### SOURCE DATA

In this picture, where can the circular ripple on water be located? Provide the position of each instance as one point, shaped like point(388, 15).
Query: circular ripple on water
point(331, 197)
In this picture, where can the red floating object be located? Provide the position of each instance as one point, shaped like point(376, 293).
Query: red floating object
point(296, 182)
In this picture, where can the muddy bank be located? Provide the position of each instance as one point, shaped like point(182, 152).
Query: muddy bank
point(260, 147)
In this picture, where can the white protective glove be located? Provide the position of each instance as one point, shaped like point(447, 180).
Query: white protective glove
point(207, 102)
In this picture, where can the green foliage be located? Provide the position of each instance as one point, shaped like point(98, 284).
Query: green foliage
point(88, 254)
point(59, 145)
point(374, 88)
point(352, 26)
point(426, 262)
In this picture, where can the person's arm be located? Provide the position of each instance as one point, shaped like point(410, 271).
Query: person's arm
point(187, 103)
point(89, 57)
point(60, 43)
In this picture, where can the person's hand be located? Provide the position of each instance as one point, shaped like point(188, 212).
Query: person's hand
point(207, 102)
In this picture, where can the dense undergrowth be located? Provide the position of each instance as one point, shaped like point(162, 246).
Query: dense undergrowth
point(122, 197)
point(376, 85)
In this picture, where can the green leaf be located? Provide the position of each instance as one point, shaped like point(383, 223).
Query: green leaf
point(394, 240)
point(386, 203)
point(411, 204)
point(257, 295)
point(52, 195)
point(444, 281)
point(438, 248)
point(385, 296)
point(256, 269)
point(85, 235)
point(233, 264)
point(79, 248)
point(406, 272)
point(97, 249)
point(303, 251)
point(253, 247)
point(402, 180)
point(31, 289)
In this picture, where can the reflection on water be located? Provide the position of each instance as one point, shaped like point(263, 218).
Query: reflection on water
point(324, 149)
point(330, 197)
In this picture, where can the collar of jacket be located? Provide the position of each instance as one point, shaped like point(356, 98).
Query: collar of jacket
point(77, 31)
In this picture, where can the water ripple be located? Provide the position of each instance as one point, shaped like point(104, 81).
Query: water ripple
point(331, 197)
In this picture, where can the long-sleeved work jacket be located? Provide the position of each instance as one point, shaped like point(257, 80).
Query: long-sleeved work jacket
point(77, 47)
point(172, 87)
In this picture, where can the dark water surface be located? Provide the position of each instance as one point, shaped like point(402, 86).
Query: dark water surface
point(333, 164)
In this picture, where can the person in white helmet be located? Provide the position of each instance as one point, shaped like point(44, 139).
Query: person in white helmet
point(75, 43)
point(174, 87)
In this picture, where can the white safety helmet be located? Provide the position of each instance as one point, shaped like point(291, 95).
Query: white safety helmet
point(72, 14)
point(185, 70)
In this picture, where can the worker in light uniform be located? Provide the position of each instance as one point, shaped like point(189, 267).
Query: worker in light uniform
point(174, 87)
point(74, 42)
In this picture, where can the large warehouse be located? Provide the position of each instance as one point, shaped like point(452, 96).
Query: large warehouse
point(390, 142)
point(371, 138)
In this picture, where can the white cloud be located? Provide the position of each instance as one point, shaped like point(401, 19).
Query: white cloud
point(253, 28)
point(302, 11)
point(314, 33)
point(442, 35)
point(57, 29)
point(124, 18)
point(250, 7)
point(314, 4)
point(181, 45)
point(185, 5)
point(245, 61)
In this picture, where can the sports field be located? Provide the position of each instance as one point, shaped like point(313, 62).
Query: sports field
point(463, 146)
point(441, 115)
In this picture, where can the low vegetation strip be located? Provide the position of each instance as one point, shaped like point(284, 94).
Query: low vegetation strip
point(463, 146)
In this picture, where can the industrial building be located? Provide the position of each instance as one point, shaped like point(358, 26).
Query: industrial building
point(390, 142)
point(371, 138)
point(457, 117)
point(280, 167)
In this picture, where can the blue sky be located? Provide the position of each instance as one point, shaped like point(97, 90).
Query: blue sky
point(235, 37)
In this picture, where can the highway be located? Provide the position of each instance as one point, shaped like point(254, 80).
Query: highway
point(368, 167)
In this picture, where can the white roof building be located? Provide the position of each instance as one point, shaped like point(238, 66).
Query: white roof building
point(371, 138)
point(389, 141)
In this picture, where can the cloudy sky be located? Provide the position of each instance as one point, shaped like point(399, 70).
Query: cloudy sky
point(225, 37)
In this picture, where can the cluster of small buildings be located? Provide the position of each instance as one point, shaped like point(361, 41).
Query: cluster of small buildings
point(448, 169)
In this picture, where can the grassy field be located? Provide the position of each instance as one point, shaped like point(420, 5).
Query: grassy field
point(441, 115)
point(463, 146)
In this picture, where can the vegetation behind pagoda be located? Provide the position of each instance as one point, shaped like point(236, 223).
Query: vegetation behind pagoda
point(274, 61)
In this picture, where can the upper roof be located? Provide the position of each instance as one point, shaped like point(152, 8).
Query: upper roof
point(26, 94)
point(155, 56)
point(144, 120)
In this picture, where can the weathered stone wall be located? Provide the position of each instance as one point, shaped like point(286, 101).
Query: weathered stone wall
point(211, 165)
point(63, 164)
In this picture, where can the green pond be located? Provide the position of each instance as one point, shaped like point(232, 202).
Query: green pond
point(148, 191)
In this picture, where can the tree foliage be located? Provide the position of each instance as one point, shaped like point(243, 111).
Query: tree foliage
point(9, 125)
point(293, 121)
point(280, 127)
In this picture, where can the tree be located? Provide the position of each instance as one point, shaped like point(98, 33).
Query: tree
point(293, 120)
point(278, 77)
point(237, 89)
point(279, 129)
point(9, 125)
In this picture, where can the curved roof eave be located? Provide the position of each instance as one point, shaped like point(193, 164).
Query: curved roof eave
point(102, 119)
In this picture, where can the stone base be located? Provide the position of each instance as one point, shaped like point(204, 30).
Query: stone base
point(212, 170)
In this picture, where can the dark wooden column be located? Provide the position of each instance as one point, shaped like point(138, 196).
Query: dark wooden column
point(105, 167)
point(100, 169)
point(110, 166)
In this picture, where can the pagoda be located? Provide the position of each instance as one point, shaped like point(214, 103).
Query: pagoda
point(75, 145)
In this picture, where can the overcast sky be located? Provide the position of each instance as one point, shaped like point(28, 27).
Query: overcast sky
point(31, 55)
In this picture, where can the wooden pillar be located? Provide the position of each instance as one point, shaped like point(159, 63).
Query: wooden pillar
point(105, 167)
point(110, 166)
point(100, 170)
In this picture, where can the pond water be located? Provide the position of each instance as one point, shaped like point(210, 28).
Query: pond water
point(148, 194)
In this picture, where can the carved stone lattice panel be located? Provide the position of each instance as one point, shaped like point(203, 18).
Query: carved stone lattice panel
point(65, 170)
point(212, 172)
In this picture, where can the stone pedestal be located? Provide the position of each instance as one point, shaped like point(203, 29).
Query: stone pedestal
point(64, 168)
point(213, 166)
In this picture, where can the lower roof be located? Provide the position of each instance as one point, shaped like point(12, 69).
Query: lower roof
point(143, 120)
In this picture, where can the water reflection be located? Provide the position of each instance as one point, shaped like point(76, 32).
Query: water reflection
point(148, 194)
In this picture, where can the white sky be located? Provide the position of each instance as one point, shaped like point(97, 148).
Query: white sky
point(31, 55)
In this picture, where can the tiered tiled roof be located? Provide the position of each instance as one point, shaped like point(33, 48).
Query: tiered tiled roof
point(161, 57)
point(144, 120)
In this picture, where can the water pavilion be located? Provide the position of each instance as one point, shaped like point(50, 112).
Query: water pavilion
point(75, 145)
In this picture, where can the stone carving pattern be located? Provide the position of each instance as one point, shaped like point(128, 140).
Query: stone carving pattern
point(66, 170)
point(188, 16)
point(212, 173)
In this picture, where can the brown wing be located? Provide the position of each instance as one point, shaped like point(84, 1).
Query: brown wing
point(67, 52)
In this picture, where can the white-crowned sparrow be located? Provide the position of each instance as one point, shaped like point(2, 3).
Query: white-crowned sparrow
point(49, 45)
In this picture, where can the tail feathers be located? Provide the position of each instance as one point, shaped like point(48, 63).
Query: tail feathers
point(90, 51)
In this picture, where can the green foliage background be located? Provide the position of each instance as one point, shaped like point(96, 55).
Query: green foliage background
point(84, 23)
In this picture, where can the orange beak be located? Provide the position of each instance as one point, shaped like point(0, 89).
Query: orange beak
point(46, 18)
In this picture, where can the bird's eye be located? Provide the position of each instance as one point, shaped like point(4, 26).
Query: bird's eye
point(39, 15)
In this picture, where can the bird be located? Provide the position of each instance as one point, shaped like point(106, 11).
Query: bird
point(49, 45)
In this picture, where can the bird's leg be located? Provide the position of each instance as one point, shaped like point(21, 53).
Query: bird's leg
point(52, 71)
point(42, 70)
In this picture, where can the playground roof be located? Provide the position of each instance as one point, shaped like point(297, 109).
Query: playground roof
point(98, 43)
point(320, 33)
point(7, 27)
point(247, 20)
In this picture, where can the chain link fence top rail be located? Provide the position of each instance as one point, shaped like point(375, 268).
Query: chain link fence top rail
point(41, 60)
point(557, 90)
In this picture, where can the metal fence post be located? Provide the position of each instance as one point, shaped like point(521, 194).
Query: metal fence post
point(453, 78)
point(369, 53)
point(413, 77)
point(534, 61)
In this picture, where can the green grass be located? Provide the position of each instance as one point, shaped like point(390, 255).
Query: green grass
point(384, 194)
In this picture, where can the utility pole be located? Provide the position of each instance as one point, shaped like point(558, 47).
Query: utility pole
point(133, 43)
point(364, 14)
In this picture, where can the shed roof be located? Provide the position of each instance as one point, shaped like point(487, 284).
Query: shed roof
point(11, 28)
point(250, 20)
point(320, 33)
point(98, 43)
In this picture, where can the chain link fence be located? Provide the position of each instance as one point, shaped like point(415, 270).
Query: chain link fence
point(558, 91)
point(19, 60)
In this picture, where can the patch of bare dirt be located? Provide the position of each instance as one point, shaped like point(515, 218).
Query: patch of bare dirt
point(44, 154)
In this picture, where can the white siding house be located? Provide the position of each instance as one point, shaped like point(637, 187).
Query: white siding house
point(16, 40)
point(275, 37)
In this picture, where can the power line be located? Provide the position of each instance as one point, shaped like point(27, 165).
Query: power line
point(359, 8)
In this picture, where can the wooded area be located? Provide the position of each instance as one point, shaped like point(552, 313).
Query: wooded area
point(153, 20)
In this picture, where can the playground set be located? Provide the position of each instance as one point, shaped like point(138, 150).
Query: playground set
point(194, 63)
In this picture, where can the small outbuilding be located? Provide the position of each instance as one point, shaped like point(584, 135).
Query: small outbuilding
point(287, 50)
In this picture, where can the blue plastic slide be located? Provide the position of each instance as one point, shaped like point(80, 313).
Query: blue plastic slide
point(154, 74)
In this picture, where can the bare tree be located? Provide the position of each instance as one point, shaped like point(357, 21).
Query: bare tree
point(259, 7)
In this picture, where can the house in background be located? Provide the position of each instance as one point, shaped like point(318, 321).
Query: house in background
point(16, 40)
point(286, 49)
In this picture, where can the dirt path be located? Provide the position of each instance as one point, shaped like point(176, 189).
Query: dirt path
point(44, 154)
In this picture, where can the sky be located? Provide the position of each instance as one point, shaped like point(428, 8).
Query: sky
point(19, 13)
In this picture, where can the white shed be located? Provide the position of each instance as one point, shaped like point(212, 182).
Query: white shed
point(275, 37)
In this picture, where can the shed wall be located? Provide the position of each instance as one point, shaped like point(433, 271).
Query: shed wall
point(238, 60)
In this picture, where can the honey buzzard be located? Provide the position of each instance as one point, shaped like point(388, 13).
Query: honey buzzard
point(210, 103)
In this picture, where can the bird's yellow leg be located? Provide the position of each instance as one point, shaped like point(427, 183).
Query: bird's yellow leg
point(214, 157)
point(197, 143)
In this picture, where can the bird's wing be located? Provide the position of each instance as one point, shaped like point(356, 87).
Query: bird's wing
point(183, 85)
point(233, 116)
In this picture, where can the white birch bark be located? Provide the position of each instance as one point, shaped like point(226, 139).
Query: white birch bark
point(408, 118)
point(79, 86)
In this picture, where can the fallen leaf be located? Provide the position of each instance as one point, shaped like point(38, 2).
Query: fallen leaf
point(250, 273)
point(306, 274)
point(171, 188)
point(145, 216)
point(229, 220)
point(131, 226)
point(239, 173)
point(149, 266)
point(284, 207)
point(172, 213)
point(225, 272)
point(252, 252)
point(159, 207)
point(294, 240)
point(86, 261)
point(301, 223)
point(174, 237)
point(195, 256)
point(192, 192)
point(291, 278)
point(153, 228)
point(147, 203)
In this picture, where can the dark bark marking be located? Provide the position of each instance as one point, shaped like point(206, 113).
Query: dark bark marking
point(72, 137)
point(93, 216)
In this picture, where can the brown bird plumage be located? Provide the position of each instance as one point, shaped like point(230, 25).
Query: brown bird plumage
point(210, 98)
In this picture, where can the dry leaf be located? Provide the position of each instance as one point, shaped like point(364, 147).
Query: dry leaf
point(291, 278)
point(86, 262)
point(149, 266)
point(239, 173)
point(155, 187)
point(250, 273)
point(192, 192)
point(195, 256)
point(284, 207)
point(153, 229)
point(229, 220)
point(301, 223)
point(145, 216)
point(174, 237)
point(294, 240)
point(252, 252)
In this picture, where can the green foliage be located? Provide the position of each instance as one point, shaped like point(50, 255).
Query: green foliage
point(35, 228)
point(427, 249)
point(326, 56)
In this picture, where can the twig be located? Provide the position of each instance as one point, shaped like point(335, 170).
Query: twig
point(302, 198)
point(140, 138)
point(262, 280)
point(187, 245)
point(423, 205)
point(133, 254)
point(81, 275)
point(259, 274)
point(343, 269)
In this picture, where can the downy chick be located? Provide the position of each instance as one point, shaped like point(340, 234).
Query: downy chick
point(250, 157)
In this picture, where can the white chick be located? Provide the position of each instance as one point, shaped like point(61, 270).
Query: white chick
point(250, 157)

######

EXERCISE GOAL:
Starting at the line above that holds "Query: white protective glove" and ending at the line that holds "In this picture, where can the green leaf", transcribe each line exactly and include no other lines.

WRITTEN RESPONSE:
Query: white protective glove
point(207, 102)
In this picture, where can the green foliage be located? Provide the position of each instance as one point, shaped like point(98, 284).
Query: green foliage
point(88, 254)
point(59, 145)
point(374, 88)
point(352, 26)
point(426, 262)
In this picture, where can the person's arm be located? Provide the position of each instance as one point, shaped like point(410, 271).
Query: person's arm
point(187, 103)
point(89, 57)
point(60, 43)
In this picture, where can the person's hand be located? Provide the position of each instance as one point, shaped like point(188, 212).
Query: person's hand
point(207, 102)
In this picture, where can the dense undergrowth be located? Provide the position of each instance as one point, shaped like point(162, 246).
Query: dense undergrowth
point(122, 197)
point(376, 85)
In this picture, where can the green leaf be located? Provide the position of each instance as one point, shaped like point(383, 223).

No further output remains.